▸ **Exercise brief**
If a line below contains the word "leaf", count it; give only the total.

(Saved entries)
++++++++

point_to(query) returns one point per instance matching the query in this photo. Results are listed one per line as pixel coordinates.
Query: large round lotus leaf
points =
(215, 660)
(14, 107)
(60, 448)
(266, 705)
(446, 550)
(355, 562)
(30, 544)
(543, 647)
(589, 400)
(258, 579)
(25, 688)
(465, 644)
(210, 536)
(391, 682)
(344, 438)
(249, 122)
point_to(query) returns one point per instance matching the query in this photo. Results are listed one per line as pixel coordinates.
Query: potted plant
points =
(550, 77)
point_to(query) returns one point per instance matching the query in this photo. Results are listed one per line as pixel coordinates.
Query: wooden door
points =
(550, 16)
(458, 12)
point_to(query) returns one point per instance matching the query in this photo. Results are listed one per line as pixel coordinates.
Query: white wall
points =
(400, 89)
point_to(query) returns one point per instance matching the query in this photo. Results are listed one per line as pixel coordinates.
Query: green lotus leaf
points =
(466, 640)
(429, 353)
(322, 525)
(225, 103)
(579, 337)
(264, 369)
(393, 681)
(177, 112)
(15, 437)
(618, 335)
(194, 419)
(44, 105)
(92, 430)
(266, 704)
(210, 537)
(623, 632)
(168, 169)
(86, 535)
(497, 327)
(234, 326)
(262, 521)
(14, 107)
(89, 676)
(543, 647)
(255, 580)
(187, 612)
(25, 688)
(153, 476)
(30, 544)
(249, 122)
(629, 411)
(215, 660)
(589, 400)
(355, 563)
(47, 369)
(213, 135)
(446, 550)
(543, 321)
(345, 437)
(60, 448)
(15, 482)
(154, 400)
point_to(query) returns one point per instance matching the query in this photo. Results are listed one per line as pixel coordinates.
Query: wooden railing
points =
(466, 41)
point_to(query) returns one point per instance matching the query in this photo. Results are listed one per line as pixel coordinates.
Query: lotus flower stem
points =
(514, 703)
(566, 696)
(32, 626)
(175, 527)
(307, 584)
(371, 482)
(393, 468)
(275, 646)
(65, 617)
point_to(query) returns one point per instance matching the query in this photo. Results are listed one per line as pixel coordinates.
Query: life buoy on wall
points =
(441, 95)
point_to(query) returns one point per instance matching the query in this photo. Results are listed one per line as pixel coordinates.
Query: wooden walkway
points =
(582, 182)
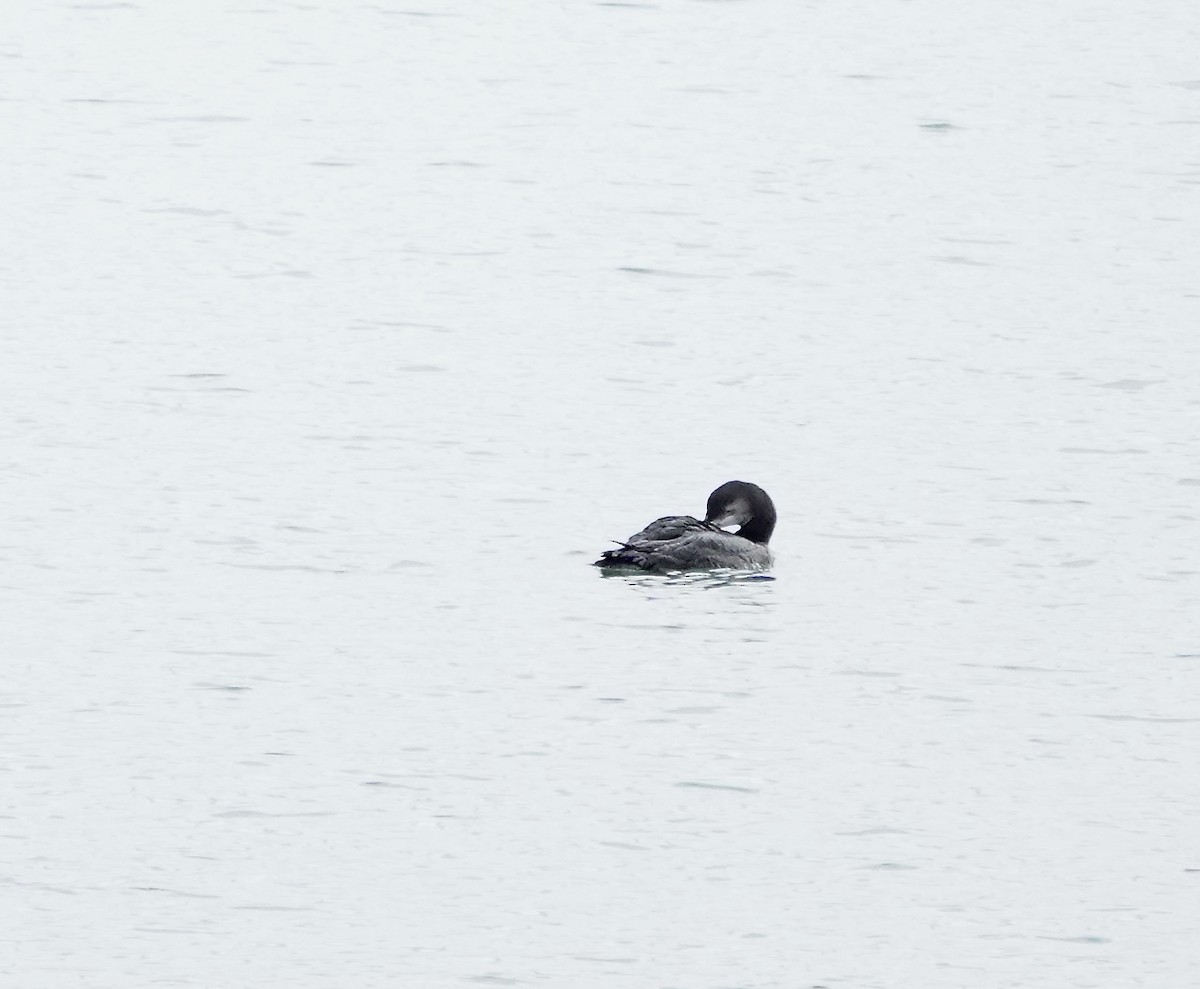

++++++++

▸ **Exercise response**
2